[Excerpts from a pointing dataset]
..............................
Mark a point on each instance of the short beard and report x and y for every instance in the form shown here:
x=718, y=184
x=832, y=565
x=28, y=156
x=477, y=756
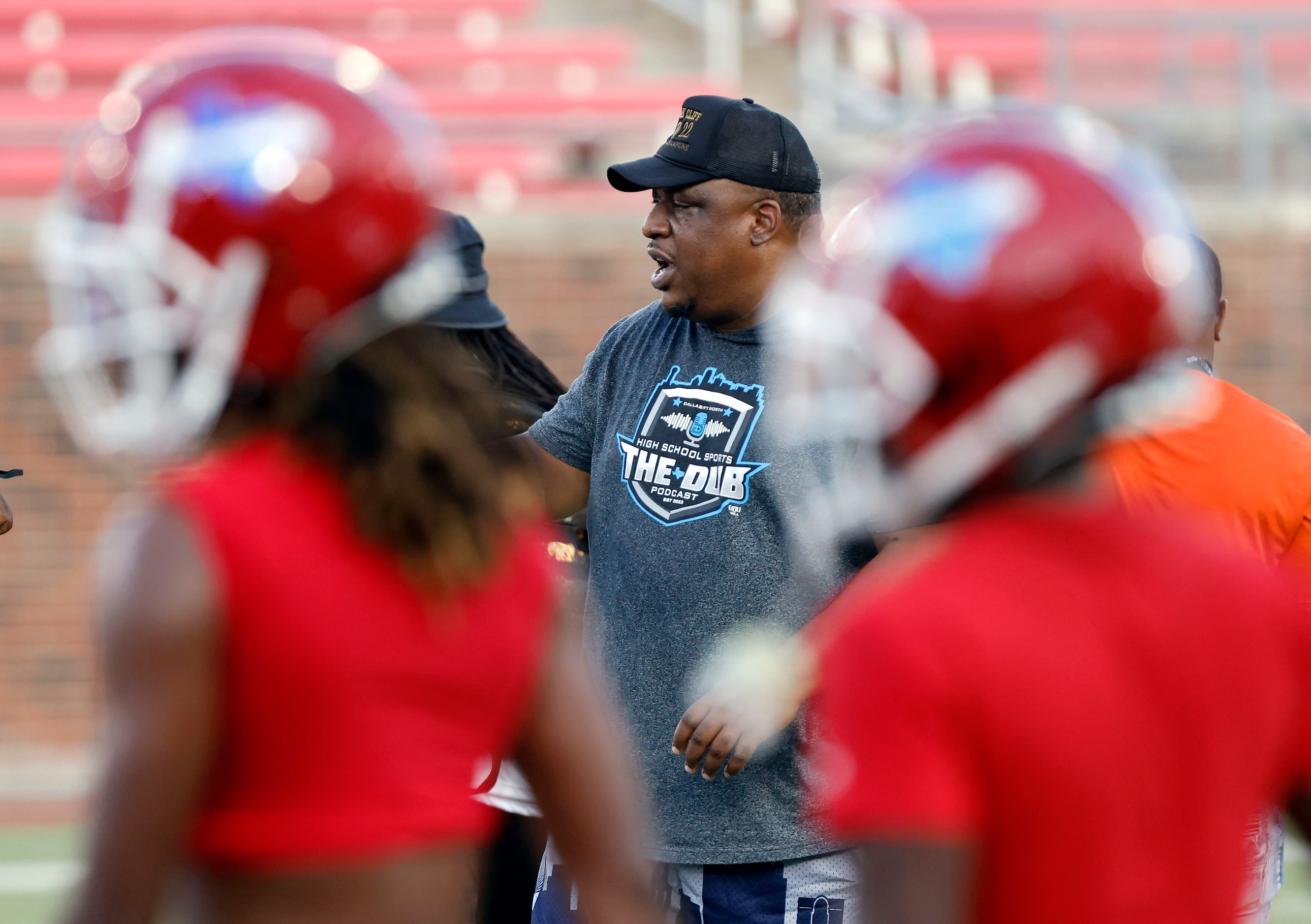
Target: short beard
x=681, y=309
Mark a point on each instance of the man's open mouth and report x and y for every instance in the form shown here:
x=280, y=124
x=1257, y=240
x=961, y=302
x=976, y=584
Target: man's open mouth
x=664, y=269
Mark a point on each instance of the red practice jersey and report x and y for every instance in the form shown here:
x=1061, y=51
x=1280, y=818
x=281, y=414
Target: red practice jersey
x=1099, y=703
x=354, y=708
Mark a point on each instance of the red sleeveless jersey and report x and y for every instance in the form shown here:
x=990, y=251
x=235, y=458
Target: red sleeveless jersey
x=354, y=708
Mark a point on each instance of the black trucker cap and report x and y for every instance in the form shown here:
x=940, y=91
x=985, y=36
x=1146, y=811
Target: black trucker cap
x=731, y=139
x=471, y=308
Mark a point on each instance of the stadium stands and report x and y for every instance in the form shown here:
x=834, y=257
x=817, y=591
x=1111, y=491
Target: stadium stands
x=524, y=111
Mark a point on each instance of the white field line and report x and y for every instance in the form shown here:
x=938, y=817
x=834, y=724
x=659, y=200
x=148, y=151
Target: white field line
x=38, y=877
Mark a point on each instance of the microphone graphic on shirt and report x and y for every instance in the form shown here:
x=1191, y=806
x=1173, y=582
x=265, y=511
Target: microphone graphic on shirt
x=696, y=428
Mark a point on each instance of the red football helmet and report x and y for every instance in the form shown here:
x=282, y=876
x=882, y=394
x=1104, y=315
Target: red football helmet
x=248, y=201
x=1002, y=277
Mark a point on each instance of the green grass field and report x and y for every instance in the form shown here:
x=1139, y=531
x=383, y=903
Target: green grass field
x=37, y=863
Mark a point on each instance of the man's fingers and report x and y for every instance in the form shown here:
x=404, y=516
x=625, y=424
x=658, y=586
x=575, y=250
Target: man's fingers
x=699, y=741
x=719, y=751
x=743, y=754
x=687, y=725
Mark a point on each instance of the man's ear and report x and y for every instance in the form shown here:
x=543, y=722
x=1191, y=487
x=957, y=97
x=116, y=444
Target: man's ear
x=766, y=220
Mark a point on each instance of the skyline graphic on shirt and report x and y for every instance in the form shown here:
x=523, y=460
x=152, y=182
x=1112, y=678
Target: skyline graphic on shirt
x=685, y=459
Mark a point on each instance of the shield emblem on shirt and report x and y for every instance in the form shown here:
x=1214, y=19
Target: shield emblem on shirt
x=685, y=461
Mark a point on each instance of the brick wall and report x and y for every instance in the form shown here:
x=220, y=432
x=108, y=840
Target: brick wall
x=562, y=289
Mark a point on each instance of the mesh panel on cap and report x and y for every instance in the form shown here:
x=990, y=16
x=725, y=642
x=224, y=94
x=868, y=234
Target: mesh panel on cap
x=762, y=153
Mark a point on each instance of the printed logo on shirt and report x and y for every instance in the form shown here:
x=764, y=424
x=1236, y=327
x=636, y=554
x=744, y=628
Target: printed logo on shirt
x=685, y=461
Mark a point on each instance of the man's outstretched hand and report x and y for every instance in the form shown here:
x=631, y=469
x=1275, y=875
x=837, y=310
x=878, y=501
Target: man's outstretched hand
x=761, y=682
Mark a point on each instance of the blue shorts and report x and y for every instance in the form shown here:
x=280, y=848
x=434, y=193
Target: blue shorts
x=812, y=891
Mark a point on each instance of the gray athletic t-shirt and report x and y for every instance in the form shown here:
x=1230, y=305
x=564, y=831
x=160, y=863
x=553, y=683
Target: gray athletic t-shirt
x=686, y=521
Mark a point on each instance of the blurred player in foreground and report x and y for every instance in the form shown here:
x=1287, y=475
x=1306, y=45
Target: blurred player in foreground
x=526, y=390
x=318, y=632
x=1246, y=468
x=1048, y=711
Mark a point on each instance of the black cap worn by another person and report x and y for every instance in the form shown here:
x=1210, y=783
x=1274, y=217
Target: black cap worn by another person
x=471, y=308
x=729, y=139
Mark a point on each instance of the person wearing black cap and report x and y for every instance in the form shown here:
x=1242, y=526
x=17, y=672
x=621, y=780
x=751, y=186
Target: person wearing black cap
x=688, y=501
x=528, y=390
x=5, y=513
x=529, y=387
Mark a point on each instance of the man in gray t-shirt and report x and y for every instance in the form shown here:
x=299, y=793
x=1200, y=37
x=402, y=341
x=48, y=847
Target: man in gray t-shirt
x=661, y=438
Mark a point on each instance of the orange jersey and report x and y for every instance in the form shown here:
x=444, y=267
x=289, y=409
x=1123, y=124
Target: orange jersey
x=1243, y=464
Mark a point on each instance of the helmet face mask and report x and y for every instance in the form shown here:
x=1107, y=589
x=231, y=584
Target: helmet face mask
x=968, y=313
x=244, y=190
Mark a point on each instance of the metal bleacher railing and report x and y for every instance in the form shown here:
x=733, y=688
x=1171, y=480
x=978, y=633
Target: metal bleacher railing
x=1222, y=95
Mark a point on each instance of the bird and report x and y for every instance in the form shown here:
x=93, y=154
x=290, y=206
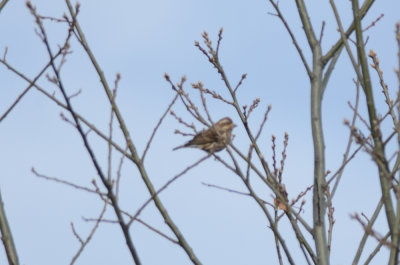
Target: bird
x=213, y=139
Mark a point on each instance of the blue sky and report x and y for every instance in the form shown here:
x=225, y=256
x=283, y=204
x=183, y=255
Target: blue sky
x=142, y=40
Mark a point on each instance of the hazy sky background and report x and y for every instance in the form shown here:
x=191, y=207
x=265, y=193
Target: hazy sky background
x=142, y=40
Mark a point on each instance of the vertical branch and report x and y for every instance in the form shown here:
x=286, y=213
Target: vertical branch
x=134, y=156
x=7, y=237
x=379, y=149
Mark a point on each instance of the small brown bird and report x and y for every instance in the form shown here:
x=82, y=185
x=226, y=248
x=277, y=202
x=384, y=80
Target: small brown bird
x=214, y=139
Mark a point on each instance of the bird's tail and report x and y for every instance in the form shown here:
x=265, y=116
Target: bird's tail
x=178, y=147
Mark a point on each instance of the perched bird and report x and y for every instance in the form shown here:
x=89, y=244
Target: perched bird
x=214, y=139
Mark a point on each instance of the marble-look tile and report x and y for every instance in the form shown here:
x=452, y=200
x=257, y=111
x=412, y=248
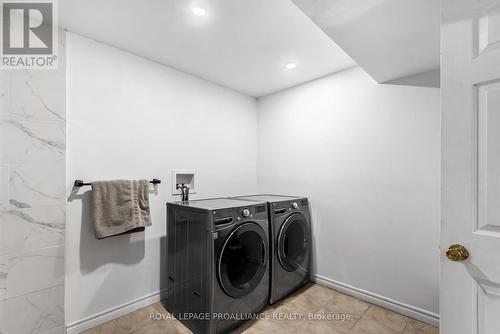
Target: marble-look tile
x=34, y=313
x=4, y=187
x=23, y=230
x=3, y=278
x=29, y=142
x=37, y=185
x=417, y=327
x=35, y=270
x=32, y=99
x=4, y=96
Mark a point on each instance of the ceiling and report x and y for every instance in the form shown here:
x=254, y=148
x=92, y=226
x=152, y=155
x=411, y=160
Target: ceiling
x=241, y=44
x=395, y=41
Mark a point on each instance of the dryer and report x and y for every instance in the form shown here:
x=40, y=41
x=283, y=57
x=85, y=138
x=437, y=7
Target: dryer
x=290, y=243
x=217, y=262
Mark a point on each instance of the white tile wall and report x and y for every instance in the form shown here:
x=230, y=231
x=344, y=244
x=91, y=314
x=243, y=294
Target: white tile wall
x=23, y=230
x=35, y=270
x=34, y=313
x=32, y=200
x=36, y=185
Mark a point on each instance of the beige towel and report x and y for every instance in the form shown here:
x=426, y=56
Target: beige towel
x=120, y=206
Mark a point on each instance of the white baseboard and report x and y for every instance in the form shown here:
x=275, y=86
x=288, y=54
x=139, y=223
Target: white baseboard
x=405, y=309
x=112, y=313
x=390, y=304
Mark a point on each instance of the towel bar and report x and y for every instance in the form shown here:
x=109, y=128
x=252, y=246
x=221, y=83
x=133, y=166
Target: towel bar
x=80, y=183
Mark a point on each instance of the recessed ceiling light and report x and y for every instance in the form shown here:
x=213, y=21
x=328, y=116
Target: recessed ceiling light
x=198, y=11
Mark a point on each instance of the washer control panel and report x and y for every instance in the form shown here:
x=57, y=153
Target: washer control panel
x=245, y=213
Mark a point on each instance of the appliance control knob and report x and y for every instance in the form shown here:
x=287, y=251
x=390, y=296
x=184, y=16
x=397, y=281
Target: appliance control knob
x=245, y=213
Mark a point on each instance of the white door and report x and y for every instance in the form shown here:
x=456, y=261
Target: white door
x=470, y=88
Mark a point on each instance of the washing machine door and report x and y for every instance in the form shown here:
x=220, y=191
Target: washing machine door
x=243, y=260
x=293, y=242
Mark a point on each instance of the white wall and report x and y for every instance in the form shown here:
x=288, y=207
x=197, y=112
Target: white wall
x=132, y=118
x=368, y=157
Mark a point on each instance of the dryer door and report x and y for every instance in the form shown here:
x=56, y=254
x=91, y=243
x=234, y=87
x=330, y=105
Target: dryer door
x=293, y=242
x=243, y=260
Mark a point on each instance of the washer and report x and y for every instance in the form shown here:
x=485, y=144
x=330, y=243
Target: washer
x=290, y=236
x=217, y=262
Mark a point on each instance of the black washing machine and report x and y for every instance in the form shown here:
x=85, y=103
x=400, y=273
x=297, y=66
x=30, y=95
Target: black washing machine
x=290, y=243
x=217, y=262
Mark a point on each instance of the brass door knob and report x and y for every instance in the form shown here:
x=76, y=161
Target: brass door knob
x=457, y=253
..............................
> [REQUIREMENTS]
Quote word for word the lines from the one containing "Mark a point on each instance of the man's open" up to and including the one containing "x=664, y=269".

> [RESULT OF THE TASK]
Mark a point on each instance of the man's open mouth and report x and y for every instance in the form shown here:
x=280, y=124
x=1257, y=240
x=961, y=302
x=976, y=584
Target: man's open mouth
x=664, y=269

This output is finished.